Task item:
From the data that follows, copy every line holding the string "query".

Data for this exercise:
***

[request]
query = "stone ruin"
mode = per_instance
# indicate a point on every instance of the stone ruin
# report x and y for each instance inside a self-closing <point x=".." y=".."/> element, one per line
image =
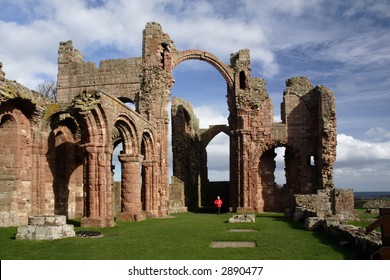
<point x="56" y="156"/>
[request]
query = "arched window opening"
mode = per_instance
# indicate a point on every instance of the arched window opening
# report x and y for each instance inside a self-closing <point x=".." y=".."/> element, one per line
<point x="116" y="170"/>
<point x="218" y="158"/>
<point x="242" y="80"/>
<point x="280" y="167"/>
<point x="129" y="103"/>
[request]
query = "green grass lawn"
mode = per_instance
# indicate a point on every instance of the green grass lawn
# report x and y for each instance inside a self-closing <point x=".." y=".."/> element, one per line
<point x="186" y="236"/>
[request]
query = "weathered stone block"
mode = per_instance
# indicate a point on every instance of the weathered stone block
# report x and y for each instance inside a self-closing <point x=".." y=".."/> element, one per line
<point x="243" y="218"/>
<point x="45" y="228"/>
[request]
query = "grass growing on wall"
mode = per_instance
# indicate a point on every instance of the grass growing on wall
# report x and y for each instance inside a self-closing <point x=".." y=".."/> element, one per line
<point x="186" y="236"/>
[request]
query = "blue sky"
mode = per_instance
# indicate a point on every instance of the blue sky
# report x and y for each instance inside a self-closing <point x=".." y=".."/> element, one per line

***

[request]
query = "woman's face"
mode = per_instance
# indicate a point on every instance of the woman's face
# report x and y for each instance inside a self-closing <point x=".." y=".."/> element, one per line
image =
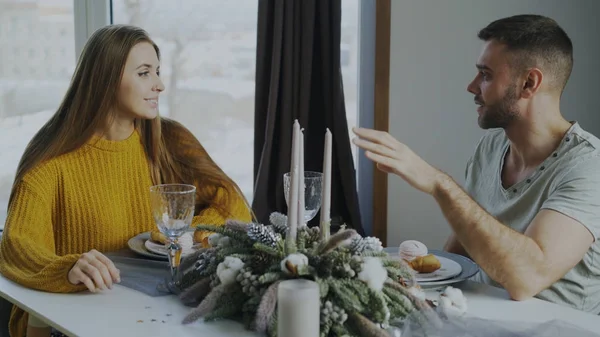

***

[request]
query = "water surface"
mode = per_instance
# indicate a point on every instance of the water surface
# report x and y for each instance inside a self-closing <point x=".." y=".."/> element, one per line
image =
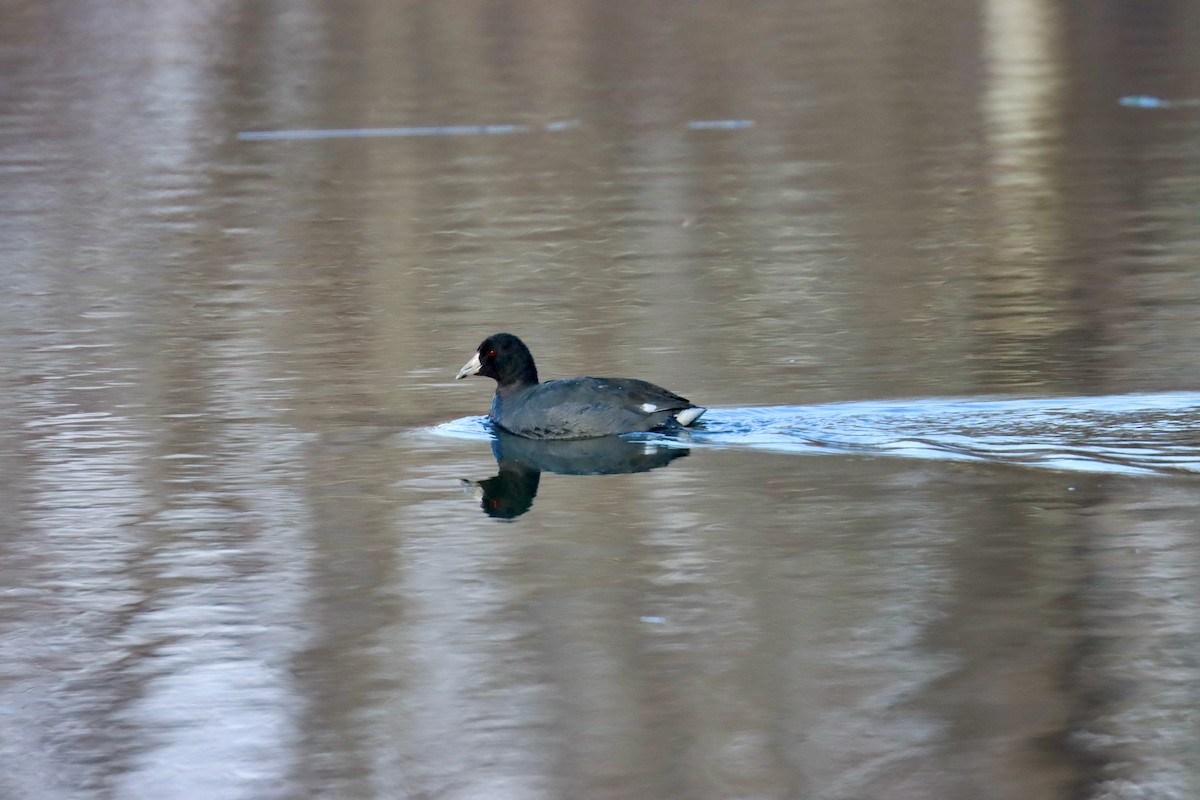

***

Expected output:
query = "stone ruin"
query = "arched window opening"
query = "green grass lawn"
query = "weathered stone block"
query = "grass growing on wall"
query = "blue sky"
query = "woman's face"
query = "water surface"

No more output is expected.